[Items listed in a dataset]
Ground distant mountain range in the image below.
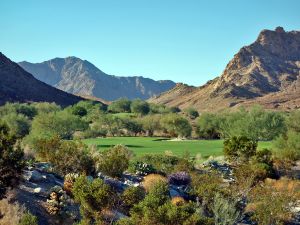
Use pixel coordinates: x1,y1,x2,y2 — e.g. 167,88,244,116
149,27,300,112
0,53,83,106
19,57,175,100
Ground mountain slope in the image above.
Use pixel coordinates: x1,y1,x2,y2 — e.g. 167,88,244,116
0,53,82,106
19,57,175,100
150,27,300,111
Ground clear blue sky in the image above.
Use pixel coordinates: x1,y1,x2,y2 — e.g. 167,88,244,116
0,0,300,85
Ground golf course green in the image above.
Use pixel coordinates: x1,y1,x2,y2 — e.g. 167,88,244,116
83,137,272,158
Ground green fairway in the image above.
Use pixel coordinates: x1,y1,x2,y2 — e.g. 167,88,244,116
84,137,271,157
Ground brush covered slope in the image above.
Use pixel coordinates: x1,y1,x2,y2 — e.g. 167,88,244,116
0,53,82,106
149,27,300,111
19,57,175,101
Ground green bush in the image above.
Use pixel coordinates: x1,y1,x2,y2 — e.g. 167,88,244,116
97,145,132,177
219,106,286,140
197,113,221,139
0,124,24,199
274,130,300,161
35,136,94,175
72,105,87,117
223,136,257,162
72,176,116,224
139,114,161,137
28,111,88,141
19,211,38,225
138,154,181,174
190,173,225,213
108,98,131,113
161,114,192,137
130,99,150,115
117,182,213,225
121,187,145,209
213,193,241,225
185,108,199,119
1,113,31,138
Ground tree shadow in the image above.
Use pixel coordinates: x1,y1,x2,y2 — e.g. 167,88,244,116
152,138,170,141
97,144,144,148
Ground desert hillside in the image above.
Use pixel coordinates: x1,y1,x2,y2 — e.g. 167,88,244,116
150,27,300,111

_WRITTEN EXERCISE_. Can you reproduce verbatim the records from the line with "Ground clear blue sky in the image above." up to and including the line with "19,57,175,101"?

_SOLVED EXERCISE_.
Ground clear blue sky in the image above.
Use pixel coordinates: x1,y1,x2,y2 — e.g. 167,88,244,116
0,0,300,85
Ground golf course green in the image above.
Use pixel coordinates: x1,y1,x2,y2 — e.g. 167,88,244,116
83,137,272,158
Ground green fairway in the image above.
Use pixel coordinates: x1,y1,x2,y2 — e.g. 167,88,244,116
84,137,271,157
Ground brush covered slope in the image above.
Use pixel coordinates: x1,y1,x2,y2 — e.g. 167,88,244,116
0,53,82,106
149,27,300,111
19,57,175,101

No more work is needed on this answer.